Task objective:
Return the data below exactly, but only from the line containing "Target: green grass" through the line containing "the grass verge", with both of those lines included.

Task inputs:
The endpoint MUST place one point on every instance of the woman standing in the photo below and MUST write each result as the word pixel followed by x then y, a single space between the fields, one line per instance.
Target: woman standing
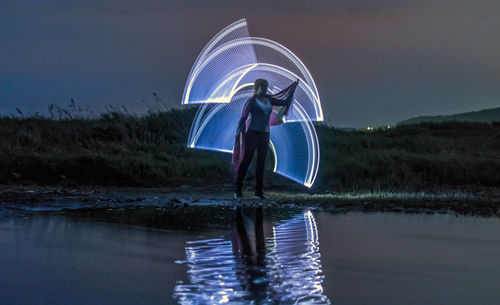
pixel 253 132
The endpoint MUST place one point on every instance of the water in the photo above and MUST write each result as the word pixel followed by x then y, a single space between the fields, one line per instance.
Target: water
pixel 249 255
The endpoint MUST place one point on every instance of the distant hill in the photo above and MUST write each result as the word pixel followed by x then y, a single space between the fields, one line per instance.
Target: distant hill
pixel 486 115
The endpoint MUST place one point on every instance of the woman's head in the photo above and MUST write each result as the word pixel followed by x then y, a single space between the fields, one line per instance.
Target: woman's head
pixel 260 86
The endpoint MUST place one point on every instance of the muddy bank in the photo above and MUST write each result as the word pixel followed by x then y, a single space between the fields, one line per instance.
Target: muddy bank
pixel 22 200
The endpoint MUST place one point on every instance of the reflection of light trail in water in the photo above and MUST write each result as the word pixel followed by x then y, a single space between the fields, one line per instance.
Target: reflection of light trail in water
pixel 295 246
pixel 293 268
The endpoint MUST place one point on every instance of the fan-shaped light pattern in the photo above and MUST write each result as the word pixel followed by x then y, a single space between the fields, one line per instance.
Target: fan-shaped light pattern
pixel 222 80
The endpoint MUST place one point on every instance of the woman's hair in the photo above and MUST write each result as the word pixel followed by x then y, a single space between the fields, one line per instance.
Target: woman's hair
pixel 260 82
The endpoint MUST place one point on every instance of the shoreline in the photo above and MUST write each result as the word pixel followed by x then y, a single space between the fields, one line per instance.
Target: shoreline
pixel 31 199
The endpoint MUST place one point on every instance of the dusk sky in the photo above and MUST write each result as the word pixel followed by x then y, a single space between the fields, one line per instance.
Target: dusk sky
pixel 374 61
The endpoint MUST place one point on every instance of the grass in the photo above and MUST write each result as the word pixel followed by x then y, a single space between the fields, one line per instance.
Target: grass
pixel 119 149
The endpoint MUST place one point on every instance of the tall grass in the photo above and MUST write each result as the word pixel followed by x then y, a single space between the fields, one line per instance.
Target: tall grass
pixel 120 148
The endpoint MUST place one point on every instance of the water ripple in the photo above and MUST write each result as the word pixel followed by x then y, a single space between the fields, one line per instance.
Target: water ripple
pixel 284 268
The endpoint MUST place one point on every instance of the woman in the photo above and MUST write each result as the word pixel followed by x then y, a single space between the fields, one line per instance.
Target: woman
pixel 253 132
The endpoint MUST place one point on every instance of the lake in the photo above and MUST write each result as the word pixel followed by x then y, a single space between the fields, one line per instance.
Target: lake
pixel 248 256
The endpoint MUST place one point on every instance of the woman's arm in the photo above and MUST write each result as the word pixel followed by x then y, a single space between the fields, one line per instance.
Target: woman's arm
pixel 244 116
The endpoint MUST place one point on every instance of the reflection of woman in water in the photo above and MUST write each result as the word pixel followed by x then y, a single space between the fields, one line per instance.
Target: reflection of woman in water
pixel 253 132
pixel 250 253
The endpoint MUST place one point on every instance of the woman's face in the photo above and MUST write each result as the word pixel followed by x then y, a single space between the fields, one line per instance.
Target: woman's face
pixel 261 90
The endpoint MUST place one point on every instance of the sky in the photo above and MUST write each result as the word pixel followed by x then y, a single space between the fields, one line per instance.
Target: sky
pixel 375 62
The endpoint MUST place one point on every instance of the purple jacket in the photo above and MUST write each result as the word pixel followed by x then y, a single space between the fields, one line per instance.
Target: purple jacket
pixel 260 119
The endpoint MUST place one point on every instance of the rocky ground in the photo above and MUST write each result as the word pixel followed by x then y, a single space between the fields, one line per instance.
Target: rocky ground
pixel 22 200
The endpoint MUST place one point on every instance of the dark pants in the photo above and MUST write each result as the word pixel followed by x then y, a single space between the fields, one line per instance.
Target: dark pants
pixel 254 140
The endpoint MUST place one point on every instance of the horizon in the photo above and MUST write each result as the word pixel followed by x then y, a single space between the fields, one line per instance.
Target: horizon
pixel 373 63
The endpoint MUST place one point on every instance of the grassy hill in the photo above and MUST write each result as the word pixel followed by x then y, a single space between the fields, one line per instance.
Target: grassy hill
pixel 122 150
pixel 486 116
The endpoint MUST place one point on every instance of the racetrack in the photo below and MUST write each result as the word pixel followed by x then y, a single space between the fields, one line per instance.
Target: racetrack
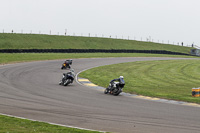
pixel 31 90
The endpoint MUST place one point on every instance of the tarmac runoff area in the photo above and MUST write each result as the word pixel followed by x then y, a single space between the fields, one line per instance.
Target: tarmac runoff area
pixel 87 83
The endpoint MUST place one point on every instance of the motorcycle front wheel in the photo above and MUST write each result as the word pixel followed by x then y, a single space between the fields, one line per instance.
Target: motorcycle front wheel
pixel 106 91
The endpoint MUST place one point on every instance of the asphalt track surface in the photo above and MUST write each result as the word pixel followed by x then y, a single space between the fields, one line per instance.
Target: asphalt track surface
pixel 31 90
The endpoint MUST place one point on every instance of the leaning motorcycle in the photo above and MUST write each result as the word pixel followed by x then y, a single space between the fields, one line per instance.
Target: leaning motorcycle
pixel 115 89
pixel 65 66
pixel 66 79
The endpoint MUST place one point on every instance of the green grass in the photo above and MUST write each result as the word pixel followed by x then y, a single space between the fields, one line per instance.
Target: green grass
pixel 137 75
pixel 6 58
pixel 172 79
pixel 16 125
pixel 34 41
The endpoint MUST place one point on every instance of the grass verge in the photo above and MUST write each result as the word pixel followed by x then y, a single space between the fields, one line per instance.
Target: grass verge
pixel 171 79
pixel 34 41
pixel 24 57
pixel 16 125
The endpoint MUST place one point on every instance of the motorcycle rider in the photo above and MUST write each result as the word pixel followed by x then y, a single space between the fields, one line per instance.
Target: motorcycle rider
pixel 120 79
pixel 68 63
pixel 72 73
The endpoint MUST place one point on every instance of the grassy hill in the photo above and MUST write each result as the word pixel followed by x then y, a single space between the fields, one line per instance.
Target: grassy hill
pixel 35 41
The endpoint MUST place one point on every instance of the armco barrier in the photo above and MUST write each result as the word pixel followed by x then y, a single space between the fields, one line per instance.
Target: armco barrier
pixel 88 51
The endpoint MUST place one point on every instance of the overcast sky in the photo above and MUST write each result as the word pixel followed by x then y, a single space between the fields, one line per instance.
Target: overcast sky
pixel 159 20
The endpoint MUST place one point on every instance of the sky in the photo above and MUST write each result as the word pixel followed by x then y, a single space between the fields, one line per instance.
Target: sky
pixel 163 21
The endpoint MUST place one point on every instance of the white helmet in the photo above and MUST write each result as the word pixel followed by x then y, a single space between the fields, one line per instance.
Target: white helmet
pixel 121 77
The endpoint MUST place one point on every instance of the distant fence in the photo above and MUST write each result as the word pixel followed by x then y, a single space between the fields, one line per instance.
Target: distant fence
pixel 88 51
pixel 66 33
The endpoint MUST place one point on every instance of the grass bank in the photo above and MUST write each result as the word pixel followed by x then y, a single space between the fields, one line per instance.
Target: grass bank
pixel 34 41
pixel 6 58
pixel 16 125
pixel 172 79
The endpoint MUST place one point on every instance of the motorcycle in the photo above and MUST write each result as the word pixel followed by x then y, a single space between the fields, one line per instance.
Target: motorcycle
pixel 66 79
pixel 115 89
pixel 66 64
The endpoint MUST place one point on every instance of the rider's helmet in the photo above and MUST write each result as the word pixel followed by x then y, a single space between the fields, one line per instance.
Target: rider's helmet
pixel 121 77
pixel 71 70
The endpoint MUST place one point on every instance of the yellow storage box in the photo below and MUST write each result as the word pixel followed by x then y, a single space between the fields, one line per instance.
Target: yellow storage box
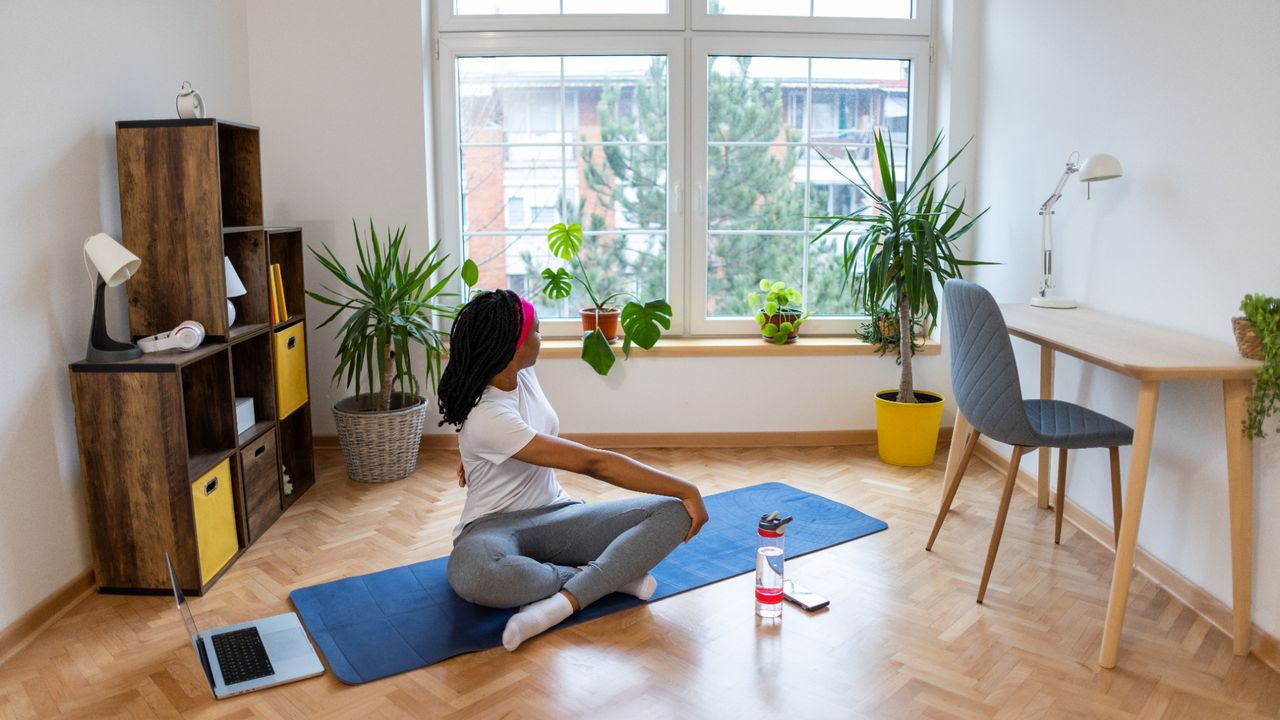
pixel 291 369
pixel 215 519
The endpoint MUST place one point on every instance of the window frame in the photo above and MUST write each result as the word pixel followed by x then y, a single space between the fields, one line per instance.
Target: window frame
pixel 557 44
pixel 919 24
pixel 447 21
pixel 914 49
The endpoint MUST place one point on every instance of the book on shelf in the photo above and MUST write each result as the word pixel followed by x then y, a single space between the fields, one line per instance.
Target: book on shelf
pixel 275 313
pixel 279 308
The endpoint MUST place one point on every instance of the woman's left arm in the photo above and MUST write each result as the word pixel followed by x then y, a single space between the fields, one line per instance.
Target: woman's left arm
pixel 616 469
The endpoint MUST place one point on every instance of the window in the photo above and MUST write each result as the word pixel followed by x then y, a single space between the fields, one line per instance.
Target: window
pixel 579 139
pixel 588 124
pixel 812 8
pixel 766 176
pixel 557 7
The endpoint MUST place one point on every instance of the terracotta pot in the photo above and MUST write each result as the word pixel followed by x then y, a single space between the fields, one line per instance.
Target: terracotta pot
pixel 608 320
pixel 777 319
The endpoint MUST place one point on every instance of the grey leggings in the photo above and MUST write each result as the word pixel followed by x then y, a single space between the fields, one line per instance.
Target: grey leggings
pixel 512 559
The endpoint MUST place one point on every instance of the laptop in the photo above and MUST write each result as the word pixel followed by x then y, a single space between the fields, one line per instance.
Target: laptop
pixel 250 656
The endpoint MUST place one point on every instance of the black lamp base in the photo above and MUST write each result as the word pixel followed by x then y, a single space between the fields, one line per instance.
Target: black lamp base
pixel 101 346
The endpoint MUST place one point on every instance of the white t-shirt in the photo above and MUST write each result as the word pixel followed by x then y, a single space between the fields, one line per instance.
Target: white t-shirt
pixel 498 427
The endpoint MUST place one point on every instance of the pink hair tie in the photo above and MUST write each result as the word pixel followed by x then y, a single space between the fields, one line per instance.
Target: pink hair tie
pixel 526 320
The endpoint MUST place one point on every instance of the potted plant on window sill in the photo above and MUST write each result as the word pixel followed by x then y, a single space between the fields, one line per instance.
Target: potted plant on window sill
pixel 641 322
pixel 780 311
pixel 388 306
pixel 896 251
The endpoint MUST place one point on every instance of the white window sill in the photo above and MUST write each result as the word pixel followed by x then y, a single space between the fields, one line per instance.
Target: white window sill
pixel 736 347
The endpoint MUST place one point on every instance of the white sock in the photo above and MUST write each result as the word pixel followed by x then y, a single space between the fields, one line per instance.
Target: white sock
pixel 534 619
pixel 641 587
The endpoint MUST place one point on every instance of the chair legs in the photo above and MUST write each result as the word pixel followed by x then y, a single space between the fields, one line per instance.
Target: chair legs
pixel 949 492
pixel 1060 504
pixel 1014 464
pixel 1115 491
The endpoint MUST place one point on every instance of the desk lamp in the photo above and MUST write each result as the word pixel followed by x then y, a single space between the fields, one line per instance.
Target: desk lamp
pixel 1100 167
pixel 234 288
pixel 113 264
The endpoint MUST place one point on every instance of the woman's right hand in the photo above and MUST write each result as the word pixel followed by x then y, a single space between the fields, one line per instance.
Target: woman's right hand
pixel 696 513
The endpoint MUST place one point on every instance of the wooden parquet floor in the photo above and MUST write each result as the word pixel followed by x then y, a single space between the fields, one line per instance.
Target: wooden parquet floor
pixel 904 637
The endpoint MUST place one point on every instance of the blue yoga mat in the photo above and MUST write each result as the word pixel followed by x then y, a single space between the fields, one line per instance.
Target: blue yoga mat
pixel 396 620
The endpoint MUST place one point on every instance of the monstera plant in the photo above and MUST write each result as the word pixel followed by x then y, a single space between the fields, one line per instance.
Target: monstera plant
pixel 641 322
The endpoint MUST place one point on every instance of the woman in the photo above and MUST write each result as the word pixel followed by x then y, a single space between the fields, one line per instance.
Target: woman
pixel 521 541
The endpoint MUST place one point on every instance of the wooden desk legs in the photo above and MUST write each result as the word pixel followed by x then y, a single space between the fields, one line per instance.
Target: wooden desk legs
pixel 1144 427
pixel 1046 393
pixel 1239 484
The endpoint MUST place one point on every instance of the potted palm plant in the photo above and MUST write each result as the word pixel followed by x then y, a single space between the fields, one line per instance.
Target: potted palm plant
pixel 385 308
pixel 896 251
pixel 641 322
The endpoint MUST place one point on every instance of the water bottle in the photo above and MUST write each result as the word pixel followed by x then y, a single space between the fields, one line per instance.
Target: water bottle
pixel 768 565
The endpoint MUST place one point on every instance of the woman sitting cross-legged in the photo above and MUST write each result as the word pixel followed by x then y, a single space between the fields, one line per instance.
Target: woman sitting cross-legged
pixel 522 542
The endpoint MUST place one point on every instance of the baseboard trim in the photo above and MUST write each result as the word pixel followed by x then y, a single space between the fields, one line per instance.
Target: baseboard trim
pixel 22 630
pixel 1211 609
pixel 630 441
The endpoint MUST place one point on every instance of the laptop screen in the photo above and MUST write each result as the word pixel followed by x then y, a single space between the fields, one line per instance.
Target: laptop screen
pixel 184 610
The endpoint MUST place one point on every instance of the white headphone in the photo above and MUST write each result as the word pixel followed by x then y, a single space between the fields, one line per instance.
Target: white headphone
pixel 187 336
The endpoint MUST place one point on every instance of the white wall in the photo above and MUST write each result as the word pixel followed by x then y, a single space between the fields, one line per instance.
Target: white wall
pixel 1184 95
pixel 338 91
pixel 68 71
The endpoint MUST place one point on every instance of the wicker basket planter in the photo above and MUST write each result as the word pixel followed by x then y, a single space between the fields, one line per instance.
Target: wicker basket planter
pixel 1246 340
pixel 383 446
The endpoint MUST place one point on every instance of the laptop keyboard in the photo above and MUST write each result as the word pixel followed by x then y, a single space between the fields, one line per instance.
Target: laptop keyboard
pixel 242 656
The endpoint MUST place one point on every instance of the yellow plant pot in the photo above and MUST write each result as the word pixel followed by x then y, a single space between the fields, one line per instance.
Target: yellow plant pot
pixel 906 433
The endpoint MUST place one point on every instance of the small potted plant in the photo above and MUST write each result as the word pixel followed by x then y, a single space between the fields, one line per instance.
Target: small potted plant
pixel 1257 335
pixel 780 311
pixel 641 322
pixel 896 251
pixel 385 306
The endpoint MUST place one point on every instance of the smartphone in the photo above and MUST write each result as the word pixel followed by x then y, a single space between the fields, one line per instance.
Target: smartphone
pixel 803 596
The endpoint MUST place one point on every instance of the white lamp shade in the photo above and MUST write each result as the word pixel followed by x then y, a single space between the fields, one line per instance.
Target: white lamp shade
pixel 1100 167
pixel 234 288
pixel 112 260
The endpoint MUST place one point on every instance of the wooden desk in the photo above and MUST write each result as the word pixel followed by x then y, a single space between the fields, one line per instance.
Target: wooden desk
pixel 1150 355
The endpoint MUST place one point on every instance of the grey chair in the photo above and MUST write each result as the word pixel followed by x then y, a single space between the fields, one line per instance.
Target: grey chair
pixel 984 383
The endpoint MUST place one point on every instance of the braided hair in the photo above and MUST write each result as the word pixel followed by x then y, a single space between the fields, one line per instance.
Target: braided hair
pixel 481 343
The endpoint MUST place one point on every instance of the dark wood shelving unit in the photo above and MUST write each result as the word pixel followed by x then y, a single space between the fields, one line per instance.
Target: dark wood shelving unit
pixel 160 451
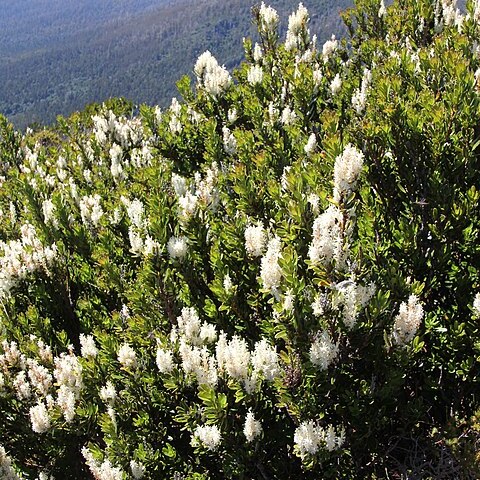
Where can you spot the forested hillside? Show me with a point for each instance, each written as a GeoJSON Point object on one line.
{"type": "Point", "coordinates": [58, 56]}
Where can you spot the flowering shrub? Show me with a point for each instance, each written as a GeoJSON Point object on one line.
{"type": "Point", "coordinates": [275, 278]}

Written reply:
Target: green grass
pixel 137 75
pixel 6 58
pixel 172 79
pixel 16 125
pixel 34 41
The endpoint MUST place one point on every instance of the grass verge in the photo above and MUST write each result as the word pixel followed by x then y, a single space between the fields, one line per instance.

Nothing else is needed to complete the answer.